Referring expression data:
=-=-=-=-=
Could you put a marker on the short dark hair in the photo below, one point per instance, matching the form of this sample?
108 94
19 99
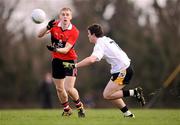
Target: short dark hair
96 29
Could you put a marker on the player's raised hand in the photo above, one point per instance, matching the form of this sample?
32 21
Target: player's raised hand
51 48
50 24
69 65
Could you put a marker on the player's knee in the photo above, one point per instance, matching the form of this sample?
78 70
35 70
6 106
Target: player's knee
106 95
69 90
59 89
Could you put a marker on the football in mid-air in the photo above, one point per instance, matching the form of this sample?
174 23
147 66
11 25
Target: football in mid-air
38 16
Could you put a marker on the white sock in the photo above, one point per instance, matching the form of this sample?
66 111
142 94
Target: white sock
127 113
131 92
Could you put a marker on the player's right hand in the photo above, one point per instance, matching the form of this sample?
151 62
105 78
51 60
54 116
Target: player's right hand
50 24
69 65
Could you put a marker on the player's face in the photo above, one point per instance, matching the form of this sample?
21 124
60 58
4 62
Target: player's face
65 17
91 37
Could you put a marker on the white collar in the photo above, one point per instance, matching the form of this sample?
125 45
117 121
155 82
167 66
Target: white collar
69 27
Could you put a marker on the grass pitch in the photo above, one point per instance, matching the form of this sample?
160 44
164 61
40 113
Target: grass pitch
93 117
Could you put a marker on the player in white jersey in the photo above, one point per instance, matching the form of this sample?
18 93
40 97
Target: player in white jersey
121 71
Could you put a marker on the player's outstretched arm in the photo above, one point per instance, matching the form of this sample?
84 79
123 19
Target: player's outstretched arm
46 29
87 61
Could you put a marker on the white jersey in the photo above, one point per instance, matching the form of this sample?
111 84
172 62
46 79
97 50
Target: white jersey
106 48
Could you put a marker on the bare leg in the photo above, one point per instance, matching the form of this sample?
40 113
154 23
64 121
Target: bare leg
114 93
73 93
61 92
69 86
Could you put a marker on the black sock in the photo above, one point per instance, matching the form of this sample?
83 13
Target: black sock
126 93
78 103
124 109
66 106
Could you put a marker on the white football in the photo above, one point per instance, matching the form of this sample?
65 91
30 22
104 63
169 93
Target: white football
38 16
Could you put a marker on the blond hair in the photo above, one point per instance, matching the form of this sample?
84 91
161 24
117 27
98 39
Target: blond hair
=-=-=-=-=
* **Description of the task**: In the entries above, find each line that includes the string "blond" and copy it.

* **Result**:
Could you put a marker on the blond hair in the photo above, one point per instance, matching the form of this sample?
Target: blond hair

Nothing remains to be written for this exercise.